- [Short problem 1] Which countries does the passage on the global economy say will undertake additional reforms to boost domestic demand?

- [Supplied passage]
* start *
The global economy is in recession (depression?), and the net exporters have found that their addiction to U.S. consumption has left a hole that needs to be filled by domestic demand. Make no mistake, China, Indonesia, Germany and others will undertake additional reforms to boost domestic demand to lessen their dependence on U.S. consumers. They are embarking on targeted stimulus packages and economic reforms to bolster both industrial and financial infrastructures – while we…what? What are we doing?
 
Some would blame these trade and account imbalances on "undervalued" and "unfairly pegged" currency exchange rates – as if the U.S. got into this hole by some misapplication of the Bretton Woods II process. If we can just get the International Monetary Fund, or World Trade Organization, to impose unilateral sanctions against China to revalue the Yuan! Good luck. While we hand-wring over "Buy American" clauses in our stimulus package, will we see any U.S.-made cement poured in China’s new roads, or U.S. steel in Europe’s new railways? Of course not.
* end *
- [Exercise material]
* start *
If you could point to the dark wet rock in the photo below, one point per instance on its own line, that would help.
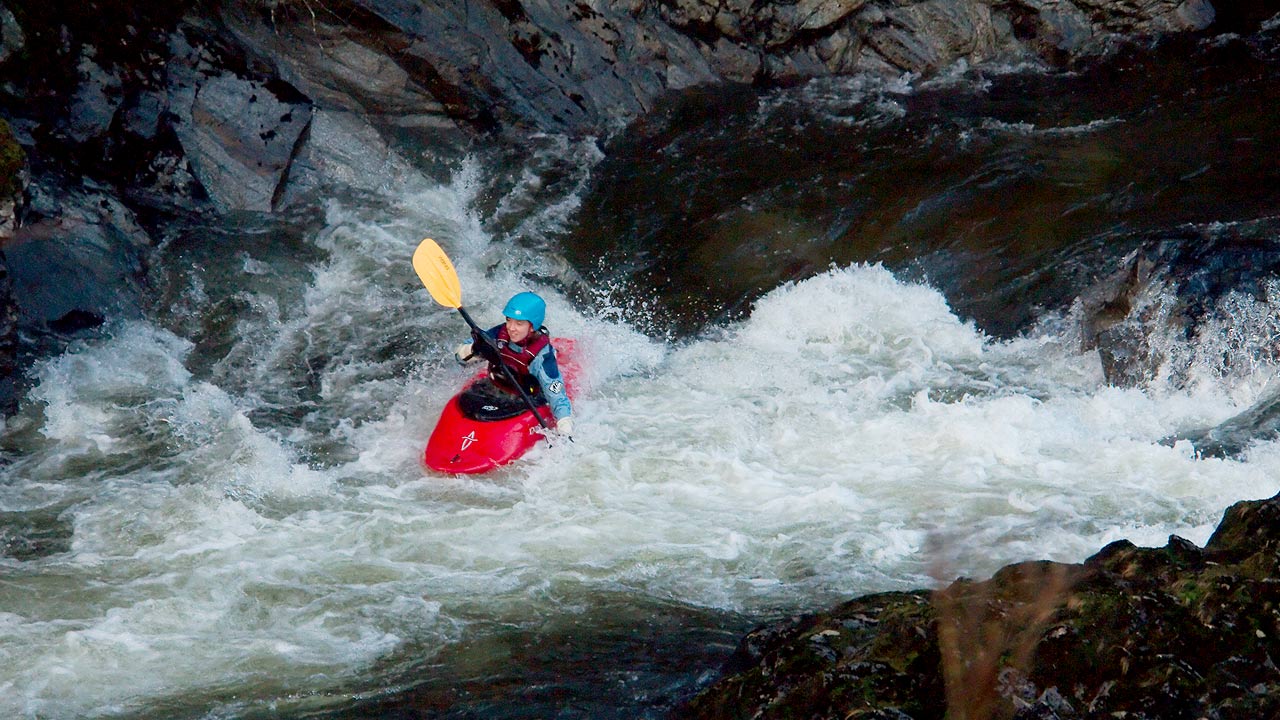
(1133, 632)
(78, 255)
(1192, 300)
(1233, 436)
(13, 183)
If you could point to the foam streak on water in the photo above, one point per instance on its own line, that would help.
(247, 540)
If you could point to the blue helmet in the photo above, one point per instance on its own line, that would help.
(526, 306)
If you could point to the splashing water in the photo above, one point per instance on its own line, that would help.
(263, 528)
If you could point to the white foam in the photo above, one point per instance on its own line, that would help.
(853, 434)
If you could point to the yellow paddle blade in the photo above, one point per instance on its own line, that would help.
(435, 270)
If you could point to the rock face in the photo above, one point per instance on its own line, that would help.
(1141, 633)
(164, 109)
(13, 182)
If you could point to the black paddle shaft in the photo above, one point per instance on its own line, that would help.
(511, 376)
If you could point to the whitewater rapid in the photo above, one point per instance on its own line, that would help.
(260, 533)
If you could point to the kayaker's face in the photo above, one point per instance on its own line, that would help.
(519, 329)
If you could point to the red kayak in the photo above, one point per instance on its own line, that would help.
(483, 427)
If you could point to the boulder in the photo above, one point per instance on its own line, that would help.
(1132, 632)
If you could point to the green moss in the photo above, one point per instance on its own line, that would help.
(12, 158)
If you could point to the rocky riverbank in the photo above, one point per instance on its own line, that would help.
(1141, 633)
(136, 114)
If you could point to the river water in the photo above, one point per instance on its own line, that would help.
(218, 511)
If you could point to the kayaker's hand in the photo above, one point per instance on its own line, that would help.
(565, 425)
(464, 352)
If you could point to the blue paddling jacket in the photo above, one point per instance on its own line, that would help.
(533, 361)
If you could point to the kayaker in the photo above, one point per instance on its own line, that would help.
(524, 346)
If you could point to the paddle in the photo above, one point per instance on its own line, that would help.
(435, 270)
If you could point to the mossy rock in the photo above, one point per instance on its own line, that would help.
(12, 160)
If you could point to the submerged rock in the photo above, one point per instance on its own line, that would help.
(1196, 300)
(1132, 632)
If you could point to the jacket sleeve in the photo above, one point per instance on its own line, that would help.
(548, 374)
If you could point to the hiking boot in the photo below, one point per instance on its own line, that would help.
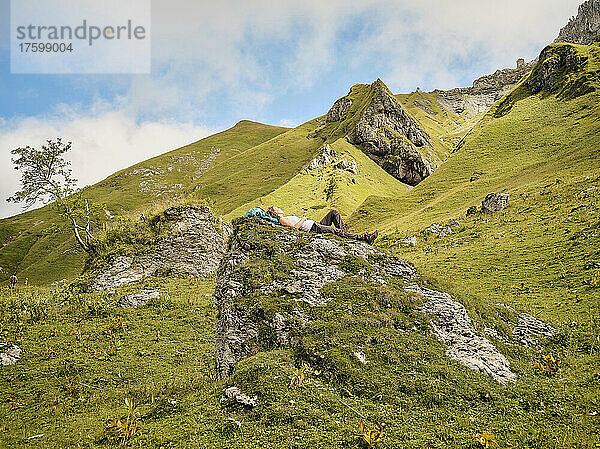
* end *
- [Short problem 2] Transcribe the entries word for word, beginning with the line containing "If you could point to the rocky" and continuing through the end of the entries. Leave the pictures out.

- [Task output 1] China, Indonesia, Germany and others.

- [Task output 2]
If you could point to the rocky riverbank in the photo above, one point per instance on its own line, that would help.
(1141, 633)
(136, 114)
If you could point to the river water in the photo above, one point per instance on its own line, that would help.
(218, 511)
If you could point to the kayaker's hand in the photo above, one point per instance on its own line, that would help.
(565, 425)
(464, 352)
If you could point to the blue paddling jacket in the photo above, one point per instance on its own line, that would help.
(533, 361)
If you could point to the kayaker in the photo above, one point per instance on its own line, that would help.
(524, 346)
If you could point to the paddle in the photo above, one point per instance on its own line, that would help.
(435, 270)
If you could point to the mossy rock in the photo above, one point per instance on its own line, that would help.
(12, 160)
If you could point to the submerged rock in the photo above, one point per instance on its own line, that would help.
(1196, 300)
(1132, 632)
If you could point to the jacket sleeve in the photo above, one point per instance on its own line, that would help.
(548, 374)
If you could point to the hiking boot in the photo below, one point per instance on its own line, that would help.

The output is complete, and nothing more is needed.